→ THE REQUEST
Please update the items from the line holding "the white gi pants" through the end of the items, both ends included, by replacing "blue mat" with "gym mat" and leaving everything else unchanged. Give only those lines.

---------- DATA TO USE ----------

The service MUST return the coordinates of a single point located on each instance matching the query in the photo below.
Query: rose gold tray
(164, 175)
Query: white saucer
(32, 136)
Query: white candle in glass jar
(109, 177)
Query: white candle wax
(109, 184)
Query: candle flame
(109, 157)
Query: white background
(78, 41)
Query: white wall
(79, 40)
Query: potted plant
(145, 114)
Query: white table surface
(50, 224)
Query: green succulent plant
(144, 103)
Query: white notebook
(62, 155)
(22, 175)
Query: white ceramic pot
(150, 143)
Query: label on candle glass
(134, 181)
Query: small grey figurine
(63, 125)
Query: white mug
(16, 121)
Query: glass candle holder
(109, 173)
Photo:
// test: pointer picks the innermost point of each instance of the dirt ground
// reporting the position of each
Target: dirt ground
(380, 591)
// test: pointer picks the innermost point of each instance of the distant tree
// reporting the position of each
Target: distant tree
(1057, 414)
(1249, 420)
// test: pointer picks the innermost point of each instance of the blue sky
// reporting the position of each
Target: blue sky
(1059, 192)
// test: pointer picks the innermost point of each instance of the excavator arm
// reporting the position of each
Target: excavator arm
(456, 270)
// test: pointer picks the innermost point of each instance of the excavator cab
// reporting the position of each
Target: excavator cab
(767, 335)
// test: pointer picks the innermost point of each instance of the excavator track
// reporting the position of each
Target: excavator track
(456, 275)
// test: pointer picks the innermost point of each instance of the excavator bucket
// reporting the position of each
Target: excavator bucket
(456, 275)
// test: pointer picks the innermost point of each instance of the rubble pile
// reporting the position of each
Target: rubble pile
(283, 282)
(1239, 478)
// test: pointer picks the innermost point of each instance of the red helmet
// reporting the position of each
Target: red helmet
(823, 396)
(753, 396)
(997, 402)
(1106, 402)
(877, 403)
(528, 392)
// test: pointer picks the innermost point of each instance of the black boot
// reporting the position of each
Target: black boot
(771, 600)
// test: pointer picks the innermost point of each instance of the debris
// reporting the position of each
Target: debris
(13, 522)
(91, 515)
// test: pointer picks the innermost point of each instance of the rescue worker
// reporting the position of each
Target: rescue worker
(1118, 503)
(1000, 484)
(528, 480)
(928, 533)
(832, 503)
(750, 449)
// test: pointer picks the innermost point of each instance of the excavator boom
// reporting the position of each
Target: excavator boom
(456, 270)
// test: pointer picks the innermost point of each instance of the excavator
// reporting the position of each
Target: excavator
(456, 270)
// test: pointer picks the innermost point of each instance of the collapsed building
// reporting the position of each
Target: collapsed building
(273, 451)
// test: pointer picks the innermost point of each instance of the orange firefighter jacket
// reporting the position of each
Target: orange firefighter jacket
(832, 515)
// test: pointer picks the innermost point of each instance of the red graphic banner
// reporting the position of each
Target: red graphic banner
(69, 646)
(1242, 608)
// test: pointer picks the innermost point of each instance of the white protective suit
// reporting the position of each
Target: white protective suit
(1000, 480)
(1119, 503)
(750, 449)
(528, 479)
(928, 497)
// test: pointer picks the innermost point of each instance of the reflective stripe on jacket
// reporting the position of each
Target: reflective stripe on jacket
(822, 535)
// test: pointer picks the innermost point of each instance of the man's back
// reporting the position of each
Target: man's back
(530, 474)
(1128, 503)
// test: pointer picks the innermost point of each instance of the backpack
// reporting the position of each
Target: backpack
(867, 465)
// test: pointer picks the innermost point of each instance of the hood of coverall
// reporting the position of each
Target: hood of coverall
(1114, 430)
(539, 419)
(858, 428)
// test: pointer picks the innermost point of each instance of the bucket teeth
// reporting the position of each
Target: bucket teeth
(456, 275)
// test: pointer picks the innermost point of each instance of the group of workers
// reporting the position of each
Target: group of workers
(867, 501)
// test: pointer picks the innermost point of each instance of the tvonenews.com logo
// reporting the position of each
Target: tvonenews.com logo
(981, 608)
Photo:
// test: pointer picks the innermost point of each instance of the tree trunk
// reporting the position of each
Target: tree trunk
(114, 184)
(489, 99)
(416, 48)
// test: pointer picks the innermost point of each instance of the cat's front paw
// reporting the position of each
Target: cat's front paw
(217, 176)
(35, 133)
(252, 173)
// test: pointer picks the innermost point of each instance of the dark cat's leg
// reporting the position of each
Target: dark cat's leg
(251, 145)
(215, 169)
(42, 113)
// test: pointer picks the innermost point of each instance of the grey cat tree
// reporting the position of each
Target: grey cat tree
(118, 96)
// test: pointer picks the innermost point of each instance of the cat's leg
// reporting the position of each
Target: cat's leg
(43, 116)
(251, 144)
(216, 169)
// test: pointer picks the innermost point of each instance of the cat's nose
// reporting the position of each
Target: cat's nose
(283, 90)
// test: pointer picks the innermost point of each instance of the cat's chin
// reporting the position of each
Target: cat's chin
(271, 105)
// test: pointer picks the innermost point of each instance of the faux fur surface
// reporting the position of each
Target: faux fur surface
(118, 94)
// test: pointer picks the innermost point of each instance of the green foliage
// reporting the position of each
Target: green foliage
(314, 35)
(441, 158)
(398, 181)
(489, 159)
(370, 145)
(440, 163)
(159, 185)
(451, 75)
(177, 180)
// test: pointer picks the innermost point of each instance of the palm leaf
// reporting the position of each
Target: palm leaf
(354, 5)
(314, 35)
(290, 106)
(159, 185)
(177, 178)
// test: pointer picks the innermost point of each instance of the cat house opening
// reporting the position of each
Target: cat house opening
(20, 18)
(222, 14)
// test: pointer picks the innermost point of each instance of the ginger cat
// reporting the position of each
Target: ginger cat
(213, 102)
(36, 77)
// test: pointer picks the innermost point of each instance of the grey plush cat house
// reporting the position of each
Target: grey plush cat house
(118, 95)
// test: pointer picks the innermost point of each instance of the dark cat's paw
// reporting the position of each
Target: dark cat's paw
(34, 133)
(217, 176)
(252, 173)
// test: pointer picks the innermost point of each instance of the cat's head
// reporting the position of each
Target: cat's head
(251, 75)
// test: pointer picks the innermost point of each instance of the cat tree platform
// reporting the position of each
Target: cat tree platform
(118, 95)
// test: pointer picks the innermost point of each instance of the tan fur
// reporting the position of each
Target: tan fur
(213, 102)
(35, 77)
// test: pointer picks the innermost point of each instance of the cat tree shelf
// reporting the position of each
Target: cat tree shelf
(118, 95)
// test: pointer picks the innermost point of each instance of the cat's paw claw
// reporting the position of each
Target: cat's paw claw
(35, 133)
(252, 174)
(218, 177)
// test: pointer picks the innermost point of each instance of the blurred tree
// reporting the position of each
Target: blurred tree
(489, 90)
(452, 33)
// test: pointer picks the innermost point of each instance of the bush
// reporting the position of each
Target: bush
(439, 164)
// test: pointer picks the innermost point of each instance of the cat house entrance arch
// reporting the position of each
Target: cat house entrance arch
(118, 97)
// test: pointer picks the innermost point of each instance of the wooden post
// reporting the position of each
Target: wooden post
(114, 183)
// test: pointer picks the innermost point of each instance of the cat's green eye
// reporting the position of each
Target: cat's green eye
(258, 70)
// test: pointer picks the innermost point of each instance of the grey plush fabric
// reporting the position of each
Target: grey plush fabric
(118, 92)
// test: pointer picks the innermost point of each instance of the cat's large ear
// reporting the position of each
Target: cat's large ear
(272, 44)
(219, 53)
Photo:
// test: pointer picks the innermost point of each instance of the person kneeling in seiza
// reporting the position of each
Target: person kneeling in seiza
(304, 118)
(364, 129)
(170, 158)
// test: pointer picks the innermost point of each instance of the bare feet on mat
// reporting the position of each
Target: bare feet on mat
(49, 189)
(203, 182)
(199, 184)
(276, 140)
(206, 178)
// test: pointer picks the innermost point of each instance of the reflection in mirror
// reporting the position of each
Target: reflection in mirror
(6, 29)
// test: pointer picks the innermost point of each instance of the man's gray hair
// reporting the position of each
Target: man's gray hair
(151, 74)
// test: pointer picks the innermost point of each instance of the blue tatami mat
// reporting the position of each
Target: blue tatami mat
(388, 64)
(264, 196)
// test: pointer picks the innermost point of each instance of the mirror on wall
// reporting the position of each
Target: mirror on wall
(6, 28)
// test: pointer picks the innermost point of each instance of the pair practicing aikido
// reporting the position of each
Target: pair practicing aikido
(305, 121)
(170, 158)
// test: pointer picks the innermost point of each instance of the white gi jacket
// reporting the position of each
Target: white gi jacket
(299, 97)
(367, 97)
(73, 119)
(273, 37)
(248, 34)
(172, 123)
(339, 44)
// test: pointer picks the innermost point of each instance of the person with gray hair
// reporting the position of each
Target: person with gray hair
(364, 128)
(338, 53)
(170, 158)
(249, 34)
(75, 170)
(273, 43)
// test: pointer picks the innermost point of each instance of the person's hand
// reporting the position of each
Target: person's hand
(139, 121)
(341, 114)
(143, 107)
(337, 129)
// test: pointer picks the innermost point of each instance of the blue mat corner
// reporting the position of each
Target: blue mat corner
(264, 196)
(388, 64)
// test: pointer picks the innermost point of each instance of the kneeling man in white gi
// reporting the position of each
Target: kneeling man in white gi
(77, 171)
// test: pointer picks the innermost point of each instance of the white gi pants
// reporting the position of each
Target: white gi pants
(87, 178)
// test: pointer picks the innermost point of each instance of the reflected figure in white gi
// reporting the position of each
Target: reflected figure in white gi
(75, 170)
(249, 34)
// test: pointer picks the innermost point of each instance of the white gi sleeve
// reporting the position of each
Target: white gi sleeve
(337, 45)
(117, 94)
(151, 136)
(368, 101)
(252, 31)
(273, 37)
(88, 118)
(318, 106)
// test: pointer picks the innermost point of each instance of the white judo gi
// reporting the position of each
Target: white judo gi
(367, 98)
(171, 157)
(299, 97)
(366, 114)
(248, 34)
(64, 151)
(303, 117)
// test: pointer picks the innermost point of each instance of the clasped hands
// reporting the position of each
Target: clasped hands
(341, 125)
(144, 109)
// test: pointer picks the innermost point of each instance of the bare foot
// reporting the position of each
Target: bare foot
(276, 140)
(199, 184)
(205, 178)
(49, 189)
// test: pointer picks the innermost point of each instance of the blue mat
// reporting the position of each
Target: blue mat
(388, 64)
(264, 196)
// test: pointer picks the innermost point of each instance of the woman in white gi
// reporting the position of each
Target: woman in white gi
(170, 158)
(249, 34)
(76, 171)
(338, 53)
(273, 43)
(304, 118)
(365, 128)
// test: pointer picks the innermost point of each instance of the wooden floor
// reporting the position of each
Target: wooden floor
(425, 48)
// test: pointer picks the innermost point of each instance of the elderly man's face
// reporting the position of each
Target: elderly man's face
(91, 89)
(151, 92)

----------

→ FINAL RESULT
// test: pointer picks the innermost point of each instance of the white gi pants
// reporting the position of each
Target: white gi pants
(87, 178)
// test: pointer picks the innermost point of each instance of the reflected figure in white gi
// reporting the position of each
Target: reflected figure in white gi
(75, 170)
(249, 34)
// test: pointer picks the innermost point of each instance of the white gi sleeve
// reporting the position of each
Target: white gi sleeve
(337, 45)
(117, 94)
(151, 136)
(368, 101)
(252, 31)
(273, 37)
(88, 118)
(318, 106)
// test: pointer picks the innermost point of each instance of the white judo gi
// reporting the position of each
Target: white judo gi
(367, 98)
(171, 157)
(299, 97)
(366, 114)
(248, 34)
(64, 151)
(303, 117)
// test: pointer picks the innermost point of each instance of the clasped hands
// reporting the position of each
Target: clasped hands
(341, 125)
(144, 109)
// test: pointer picks the innermost point of each instance of the bare foot
// reporting the position of each
Target: bare foot
(276, 140)
(199, 184)
(205, 178)
(49, 189)
// test: pointer picks the innermost point of each instance of the gym mat
// reporting the position of each
Target: gym mat
(388, 64)
(264, 196)
// test: pointer picks the innermost point of each instance of the woman in white gi
// reporting the position of each
Target: woman in white gi
(170, 158)
(249, 34)
(76, 171)
(338, 53)
(273, 43)
(304, 118)
(365, 128)
// test: pointer picks the innermost point of each instance of the wooden floor
// reporting the position of each
Target: wooden floor
(425, 48)
// test: pointer picks the innermost point of each instance of the elderly man's face
// reporting the position of each
Target: elderly man's face
(91, 89)
(151, 92)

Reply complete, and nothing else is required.